> WHAT YOU ARE ASKED TO DO
Retype every line of the listing below without any changes, and leave the picture out of your copy.

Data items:
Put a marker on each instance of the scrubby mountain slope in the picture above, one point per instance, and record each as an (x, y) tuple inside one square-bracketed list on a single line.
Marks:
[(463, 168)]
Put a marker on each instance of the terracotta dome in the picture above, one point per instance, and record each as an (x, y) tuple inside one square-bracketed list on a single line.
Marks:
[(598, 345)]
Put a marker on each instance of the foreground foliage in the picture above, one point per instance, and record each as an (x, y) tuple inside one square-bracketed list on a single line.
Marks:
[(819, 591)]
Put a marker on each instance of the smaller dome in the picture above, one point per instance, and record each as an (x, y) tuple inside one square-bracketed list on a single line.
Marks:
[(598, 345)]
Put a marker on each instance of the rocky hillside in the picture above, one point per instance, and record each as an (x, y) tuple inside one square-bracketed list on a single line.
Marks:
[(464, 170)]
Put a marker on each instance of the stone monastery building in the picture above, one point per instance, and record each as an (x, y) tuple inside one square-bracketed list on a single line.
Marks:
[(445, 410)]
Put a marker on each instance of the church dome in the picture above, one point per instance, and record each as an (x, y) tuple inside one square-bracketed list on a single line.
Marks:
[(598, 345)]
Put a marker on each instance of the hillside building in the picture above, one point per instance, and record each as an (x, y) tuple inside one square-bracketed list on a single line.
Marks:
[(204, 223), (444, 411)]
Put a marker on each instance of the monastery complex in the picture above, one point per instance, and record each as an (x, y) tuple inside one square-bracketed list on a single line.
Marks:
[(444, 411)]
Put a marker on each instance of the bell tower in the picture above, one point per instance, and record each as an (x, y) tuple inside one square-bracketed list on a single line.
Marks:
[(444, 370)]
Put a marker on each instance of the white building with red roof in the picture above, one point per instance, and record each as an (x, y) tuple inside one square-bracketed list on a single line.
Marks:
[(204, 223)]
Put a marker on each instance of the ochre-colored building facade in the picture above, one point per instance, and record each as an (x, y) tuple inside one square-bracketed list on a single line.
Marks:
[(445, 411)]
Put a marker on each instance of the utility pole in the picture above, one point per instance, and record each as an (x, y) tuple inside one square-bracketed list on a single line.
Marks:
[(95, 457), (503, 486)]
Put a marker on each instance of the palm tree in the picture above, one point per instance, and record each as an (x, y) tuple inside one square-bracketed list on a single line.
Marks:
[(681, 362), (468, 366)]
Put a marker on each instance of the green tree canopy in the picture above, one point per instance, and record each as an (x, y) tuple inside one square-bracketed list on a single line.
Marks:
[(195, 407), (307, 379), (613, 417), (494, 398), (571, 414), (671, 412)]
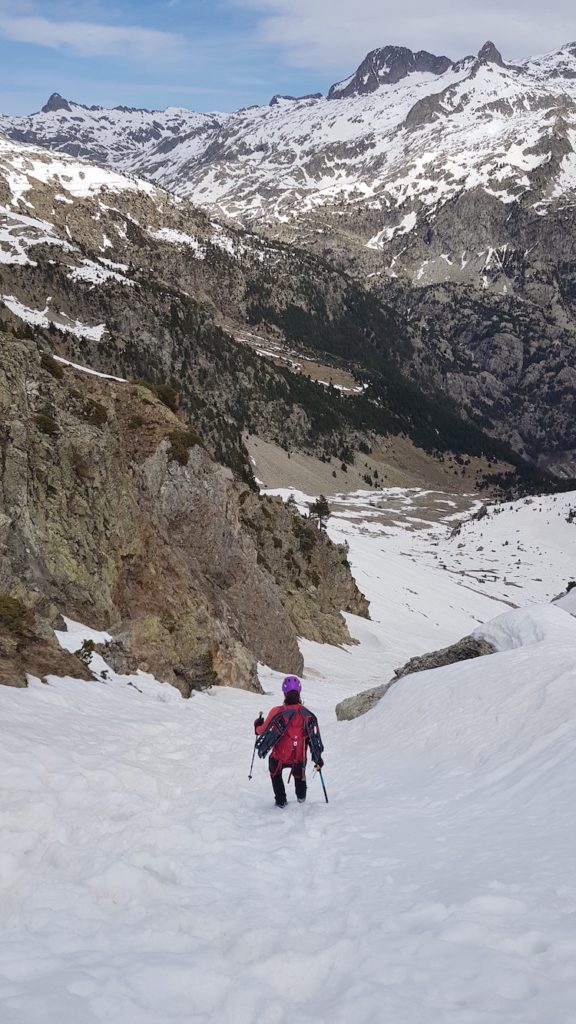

> SOLUTION TO THE PROBLEM
Put a marker on each instance of the scrubby mountain slope in the picture above, one point per instance, and record each as an (x, y) tuple inside one square-bracketed list on a single line.
Marks:
[(463, 168)]
Put a marker on each instance of the terracotta dome in the picture above, one point per instance, and record each as an (x, y) tuple inside one square-bracketed list on a single line.
Marks:
[(598, 345)]
Put a marker on each instance of the foreground foliage in the picture above, one point per instance, and record each as an (x, y) tuple inside one square-bracketed list on a single line.
Marks:
[(819, 591)]
Put a marker on each instance of the smaller dome in the picture above, one point per instance, and record each as an (x, y) tuple inside one square-bracketed list on a single line.
Marks:
[(598, 345)]
Put a marker on each instance of the rocky hillside in the picture above, one point per instance, and record each as an (x, y) tuple inside one square-bracketed list on a single line.
Marks:
[(464, 170)]
Put a marker on each instance of the stone monastery building in the picture above, one point per instance, and record each as an (x, y) tuple inside one square-bracketed list on a single line.
Marks:
[(445, 410)]
Put a marker on each instance of the church dome in the picture above, one point per instance, and record each as an (x, y) tuple inside one square-bracketed list on a single line.
Marks:
[(598, 345)]
Put a marker on each instance of the hillside building in the picture above, one point per instance, and record each as an (x, y) tuple inside one square-bracketed list on a single line.
Marks:
[(204, 223), (444, 411)]
Put a marker on each instance of the monastery complex in the picture above, one point per instance, and record each as an (x, y) tuple inside one square-bracketed list on a single line.
Marks:
[(444, 411)]
Put a marker on each instance of the bell tower in the picture above, one point per instance, and record each as an (x, y) tuple inside one square-bracketed list on a single line.
Marks:
[(444, 370)]
Put a marker on each instance of the white building with red roof in the picture above, one point per instance, and record each as an (x, y) tuple inside one square-bracketed list on a single line.
Marks:
[(204, 223)]
Put a marker on each instance of the ochre-colored building facade in the picture above, one point per instance, and record each as an (x, y) tuple inside one square-bracketed list on a single line.
Marks:
[(445, 411)]
Put a marker on each instance of the utility pole in the picture above, one point per instance, and record each as an (x, y) tuple inside one square-bracketed list on a single line.
Marks:
[(95, 457), (503, 486)]
Put a marker on each instance of the palm tree in the picture above, one point per instance, and record each as an (x, y) tuple inside one square-bracketed list on a single line.
Marks:
[(681, 362), (468, 366)]
Put a marker on each instance of the green tree canopy in the picture above, one point per instance, and record each as an (x, y) tuple inside one square-bracketed list on a single line.
Marks:
[(195, 407), (307, 379), (613, 417), (494, 398), (571, 414), (671, 412)]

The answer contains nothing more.